- _Text block_

━━━━━━

Can Battery Storage Power A House?

If you’re considering investing in a solar battery, you’ll want to know how much of your house it can power and for how long. 

Fully understanding the capabilities and limitations of battery storage in your home is important. It impacts cost efficiency, energy efficiency and everyday practicality.  

The short answer is that a solar storage battery can power a house, but it depends on various factors. This makes the topic a little complex, but we’ll help you understand more.

In truth, the prospect of having all of your energy needs met by solar PVs and a solar battery all year round are unrealistic. 

In this article, we’ll explore what you can expect from a solar battery in terms of powering your home and the factors affecting this. We’ll also discuss certain scenarios to give you a clearer picture of expectations.

How does battery storage work in a home?

A home battery storage system consists of several components that work together to store and distribute electrical energy. 

The main component is the battery itself. In residential settings, the best type of storage battery is a lithium-ion model due to its high energy density and long lifespan. 

The battery is connected to a control box and an inverter, which converts the direct current (DC) electricity stored in the battery to alternating current (AC) electricity that can be used to power household appliances.

In homes with solar panels, the battery will be connected to these so any excess energy generated can be stored. 

When the home requires more energy than the solar panels can provide, such as at night or during the winter months, the stored energy is discharged from the battery to power your home appliances.

The battery storage system can also be connected to the national grid. In some cases, homeowners may choose to draw energy from the grid during off-peak hours when electricity rates are lower, storing it in the battery for use during peak hours when rates are higher. This process can help you save money on your energy bills and is one of the many benefits of solar battery storage

You can also earn money by exporting energy to the grid when your home’s needs are met and your battery storage is full. This usually only happens during long, sunny summer days.

Can battery storage power a house?

So, can battery storage power a whole house? 

As we’ve hinted, the answer depends – with solar panels and battery storage, there are lots of different factors at play.

In theory, yes a solar panel can power a house. In practice, a normal sized solar battery is unlikely to discharge enough energy to power your home for a significant amount of time.  

A solar battery can provide as much electricity per day as it can store and safely discharge. This is all to do with the battery’s capacity, measured in kilowatt hours (kWh), power and depth of discharge. We’ll discuss these shortly. 

In the UK, there aren’t many properties that can rely on solar power to provide all of their energy needs throughout the year. When it’s broken down, the average UK home uses between 6-10kWh of electricity per day. 

Let’s take a good sized 10kWh residential solar battery to give you an example. 

On its own, this battery can provide more than enough electricity for a standard day in a three-bedroom home. You’ll be able to power your lights, TV, appliance charges, fridge freezer, your dishwasher and perhaps even your washing machine. If you’re lucky you may even get up to two days of use from a fully charged battery. 

However, you may come into trouble if you’ve electrified your heating, for example with an air source heat pump, or you want to charge your electric vehicle. These power-hungry appliances will quickly drain your battery, leaving it unable to power your house unless it’s charged up again. 

Factors affecting battery storage

There are several factors influencing the ability of a battery storage system to power a house effectively. Let’s take a look.

Battery capacity and power output

The capacity and power output of a battery are two primary factors in determining how long it can power your home.

━━━━━━

Stored records:
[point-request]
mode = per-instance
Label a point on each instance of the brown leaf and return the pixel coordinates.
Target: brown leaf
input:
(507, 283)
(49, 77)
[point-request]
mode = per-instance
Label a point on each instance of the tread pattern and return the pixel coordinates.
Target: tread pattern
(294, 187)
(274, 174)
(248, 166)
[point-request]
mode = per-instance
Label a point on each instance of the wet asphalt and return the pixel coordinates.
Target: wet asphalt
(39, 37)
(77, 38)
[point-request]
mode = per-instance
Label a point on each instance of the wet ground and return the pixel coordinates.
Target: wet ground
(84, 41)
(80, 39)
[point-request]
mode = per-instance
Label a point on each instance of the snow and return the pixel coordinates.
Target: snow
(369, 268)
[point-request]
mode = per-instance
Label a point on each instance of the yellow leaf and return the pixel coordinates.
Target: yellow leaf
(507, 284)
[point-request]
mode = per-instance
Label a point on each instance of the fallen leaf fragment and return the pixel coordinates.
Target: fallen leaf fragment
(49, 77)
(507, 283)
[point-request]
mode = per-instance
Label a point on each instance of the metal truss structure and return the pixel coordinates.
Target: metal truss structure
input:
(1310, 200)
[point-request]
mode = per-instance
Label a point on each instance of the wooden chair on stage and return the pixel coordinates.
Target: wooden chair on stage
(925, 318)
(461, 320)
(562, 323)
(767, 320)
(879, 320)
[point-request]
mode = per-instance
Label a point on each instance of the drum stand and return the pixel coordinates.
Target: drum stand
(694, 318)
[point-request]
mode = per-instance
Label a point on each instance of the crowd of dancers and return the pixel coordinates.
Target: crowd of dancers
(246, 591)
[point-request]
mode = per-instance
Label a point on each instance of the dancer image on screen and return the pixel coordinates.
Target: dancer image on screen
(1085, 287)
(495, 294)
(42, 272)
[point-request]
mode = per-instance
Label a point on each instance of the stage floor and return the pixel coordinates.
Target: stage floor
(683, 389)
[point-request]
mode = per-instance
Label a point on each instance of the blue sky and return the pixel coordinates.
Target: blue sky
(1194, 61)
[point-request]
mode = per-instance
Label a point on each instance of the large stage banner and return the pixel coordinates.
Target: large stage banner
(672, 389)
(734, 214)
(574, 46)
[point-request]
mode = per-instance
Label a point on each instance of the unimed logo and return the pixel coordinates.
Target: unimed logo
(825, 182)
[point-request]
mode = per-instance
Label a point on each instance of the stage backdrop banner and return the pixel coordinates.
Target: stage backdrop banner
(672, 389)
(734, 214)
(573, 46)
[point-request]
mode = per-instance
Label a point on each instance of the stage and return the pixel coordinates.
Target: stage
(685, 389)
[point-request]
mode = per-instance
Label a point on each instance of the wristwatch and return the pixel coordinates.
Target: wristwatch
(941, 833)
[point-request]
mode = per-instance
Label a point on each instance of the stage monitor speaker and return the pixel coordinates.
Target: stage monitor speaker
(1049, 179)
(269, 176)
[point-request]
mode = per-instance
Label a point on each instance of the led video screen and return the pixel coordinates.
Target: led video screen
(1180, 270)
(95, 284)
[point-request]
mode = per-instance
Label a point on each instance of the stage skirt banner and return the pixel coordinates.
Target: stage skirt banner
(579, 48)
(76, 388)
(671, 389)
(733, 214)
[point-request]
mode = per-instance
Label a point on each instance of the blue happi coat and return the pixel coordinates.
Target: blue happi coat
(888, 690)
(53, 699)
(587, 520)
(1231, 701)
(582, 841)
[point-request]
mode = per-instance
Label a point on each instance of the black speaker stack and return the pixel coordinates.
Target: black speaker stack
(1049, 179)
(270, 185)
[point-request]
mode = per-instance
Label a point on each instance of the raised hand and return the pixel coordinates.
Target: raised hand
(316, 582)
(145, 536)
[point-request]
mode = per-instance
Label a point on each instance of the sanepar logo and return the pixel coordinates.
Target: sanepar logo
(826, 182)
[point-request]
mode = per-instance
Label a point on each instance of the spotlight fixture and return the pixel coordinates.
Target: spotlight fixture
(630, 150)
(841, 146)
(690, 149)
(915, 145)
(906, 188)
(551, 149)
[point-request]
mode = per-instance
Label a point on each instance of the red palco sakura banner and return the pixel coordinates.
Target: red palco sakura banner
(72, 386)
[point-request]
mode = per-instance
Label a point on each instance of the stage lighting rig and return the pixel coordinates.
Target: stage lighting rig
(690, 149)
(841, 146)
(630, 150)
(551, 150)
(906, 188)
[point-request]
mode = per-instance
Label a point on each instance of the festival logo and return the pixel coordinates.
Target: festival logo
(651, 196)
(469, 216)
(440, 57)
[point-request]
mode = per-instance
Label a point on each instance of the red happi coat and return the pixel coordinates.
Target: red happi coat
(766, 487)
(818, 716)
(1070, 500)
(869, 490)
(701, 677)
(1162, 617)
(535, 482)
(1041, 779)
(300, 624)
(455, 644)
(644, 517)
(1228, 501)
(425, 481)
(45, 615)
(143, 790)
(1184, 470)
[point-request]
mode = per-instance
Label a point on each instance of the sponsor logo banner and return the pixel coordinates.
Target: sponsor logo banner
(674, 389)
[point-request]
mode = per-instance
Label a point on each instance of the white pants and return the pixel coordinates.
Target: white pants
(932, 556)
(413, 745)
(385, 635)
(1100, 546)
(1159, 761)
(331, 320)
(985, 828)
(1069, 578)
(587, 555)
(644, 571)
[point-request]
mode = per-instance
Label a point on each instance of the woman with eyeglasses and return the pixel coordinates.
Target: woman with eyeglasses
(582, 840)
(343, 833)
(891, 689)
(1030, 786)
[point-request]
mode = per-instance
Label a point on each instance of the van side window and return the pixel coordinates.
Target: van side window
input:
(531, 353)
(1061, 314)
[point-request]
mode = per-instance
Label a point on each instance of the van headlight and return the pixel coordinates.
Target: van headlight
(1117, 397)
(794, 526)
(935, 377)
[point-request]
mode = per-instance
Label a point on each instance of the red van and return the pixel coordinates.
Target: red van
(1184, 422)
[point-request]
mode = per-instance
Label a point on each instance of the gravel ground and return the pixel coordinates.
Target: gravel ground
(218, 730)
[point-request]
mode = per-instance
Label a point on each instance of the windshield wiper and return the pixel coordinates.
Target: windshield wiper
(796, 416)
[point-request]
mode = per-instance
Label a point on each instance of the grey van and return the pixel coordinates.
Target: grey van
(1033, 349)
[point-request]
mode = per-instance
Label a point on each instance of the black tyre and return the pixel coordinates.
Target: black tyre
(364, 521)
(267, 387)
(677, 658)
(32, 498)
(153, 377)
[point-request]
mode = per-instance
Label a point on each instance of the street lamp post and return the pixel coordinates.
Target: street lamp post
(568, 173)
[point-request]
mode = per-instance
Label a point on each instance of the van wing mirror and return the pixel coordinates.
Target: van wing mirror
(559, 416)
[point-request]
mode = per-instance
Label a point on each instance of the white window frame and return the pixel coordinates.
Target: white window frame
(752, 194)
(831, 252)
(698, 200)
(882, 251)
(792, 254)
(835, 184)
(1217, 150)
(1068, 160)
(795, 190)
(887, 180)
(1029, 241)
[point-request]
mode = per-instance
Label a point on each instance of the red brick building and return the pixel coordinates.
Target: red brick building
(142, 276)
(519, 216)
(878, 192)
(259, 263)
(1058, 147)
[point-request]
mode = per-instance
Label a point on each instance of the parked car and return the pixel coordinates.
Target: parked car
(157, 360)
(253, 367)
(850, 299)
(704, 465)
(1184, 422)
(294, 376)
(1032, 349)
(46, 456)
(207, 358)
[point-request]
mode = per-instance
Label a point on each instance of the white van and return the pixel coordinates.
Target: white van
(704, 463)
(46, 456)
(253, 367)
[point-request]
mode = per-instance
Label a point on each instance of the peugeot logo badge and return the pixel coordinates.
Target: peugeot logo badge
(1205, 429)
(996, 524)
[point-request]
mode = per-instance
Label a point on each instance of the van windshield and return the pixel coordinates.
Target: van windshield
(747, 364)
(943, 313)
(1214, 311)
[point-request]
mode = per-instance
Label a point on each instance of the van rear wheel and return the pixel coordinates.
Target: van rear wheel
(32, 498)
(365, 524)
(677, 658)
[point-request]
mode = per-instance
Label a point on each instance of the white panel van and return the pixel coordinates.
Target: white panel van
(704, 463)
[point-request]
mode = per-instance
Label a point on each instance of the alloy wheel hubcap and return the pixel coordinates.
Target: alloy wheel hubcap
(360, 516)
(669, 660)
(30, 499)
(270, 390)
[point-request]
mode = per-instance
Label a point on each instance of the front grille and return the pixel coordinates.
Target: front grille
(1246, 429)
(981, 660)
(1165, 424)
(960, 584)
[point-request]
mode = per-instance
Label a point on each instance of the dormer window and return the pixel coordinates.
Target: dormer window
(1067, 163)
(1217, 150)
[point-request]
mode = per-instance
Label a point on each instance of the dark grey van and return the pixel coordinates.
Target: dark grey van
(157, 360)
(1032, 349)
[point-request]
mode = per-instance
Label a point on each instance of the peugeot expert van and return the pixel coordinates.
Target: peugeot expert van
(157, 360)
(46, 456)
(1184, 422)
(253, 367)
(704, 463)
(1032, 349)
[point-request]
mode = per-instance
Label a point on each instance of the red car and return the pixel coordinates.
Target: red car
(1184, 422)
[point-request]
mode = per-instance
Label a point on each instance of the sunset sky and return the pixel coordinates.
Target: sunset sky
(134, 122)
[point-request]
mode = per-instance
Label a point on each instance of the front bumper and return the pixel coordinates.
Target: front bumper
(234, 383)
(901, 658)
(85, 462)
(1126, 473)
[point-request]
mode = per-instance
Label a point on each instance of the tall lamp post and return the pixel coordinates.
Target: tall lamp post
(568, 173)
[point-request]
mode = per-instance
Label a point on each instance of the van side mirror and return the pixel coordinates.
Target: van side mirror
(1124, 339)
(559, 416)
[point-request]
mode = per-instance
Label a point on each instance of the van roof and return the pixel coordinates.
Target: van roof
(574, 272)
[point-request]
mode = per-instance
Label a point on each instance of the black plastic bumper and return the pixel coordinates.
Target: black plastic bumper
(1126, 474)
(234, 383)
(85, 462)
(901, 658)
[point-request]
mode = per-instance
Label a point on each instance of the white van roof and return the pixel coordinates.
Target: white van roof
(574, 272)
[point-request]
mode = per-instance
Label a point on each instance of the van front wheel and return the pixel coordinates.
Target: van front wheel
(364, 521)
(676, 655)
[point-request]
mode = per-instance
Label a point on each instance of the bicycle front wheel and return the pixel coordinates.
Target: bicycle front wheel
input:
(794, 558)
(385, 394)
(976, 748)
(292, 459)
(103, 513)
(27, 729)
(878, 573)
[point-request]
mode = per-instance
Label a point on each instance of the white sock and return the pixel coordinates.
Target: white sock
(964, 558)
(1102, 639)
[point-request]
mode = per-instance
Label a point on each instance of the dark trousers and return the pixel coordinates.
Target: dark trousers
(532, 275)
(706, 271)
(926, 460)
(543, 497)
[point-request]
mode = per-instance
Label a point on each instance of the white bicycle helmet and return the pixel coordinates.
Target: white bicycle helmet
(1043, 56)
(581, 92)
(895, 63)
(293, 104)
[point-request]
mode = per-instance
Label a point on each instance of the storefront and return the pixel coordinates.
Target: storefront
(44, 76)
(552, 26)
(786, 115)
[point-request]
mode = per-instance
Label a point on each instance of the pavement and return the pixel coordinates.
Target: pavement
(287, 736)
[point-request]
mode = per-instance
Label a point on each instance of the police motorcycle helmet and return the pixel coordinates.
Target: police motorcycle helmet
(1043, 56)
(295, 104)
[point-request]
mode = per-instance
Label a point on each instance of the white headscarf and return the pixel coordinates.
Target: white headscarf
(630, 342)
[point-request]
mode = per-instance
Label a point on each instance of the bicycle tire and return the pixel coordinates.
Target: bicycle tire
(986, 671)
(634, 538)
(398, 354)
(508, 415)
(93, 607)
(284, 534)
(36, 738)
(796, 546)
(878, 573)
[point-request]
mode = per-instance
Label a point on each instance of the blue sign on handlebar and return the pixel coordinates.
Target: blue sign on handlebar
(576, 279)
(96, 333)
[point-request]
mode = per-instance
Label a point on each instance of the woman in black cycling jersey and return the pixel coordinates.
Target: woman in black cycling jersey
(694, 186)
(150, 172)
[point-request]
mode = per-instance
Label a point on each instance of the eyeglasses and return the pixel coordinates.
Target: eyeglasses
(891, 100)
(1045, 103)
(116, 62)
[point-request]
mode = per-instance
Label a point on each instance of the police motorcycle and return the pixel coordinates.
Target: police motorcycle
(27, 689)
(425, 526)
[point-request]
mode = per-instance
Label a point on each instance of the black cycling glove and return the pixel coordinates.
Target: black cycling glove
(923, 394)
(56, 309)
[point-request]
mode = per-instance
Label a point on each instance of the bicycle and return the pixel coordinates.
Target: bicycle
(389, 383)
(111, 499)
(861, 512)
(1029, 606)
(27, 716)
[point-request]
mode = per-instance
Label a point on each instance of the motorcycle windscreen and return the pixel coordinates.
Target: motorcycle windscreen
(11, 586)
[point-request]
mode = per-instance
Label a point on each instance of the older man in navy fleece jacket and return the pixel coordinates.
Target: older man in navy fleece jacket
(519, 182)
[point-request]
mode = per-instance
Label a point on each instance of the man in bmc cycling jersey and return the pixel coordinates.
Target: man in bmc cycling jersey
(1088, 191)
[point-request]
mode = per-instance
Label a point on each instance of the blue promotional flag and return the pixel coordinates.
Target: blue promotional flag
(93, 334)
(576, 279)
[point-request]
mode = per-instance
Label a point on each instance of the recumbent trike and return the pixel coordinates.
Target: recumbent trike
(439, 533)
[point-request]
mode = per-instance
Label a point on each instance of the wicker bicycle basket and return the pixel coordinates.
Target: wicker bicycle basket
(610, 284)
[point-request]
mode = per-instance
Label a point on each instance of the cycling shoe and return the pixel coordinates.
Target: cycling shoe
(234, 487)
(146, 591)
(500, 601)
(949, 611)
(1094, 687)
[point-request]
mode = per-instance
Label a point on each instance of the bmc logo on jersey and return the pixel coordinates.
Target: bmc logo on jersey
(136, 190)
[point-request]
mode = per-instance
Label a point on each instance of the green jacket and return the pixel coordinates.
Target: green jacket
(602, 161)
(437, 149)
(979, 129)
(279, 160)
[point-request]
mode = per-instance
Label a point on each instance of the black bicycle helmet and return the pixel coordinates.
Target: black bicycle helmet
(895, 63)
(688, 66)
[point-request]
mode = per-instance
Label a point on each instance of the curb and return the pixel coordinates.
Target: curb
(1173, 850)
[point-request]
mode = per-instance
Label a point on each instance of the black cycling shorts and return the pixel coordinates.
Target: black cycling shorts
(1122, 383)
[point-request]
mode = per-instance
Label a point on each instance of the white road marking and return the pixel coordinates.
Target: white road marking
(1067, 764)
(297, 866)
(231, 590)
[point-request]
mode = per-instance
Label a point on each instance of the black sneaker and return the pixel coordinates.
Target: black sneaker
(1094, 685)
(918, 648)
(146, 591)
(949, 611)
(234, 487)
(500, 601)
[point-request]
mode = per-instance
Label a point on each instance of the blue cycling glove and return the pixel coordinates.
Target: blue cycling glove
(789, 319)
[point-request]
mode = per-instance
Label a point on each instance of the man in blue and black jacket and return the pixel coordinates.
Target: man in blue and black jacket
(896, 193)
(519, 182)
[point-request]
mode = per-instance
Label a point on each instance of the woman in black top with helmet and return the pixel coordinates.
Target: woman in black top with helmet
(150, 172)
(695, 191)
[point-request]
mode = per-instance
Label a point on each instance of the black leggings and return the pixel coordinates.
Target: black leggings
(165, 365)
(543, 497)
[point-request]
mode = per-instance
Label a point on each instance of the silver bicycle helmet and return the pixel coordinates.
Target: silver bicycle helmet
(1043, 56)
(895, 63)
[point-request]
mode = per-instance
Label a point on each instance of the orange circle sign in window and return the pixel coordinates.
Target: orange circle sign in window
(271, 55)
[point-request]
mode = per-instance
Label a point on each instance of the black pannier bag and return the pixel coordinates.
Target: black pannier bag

━━━━━━

- _The tasks_
**1)** Rewrite the paragraph of the text on home battery storage that begins "The battery storage system can also be connected" as a short bulleted list, keeping its main facts.
**2)** Pull out every line of the stored records that contains the string "palco", matching case exactly.

- _Written responses_
**1)**
- A home battery storage system can be connected to the national grid.
- Some homeowners draw energy from the grid during off-peak hours, when rates are lower, and store it in the battery.
- The stored energy is then used during peak hours, when rates are higher.
- This can save money on energy bills and is one of the many benefits of solar battery storage.

**2)**
Label a point on each instance of the red palco sakura banner and return the pixel coordinates.
Target: red palco sakura banner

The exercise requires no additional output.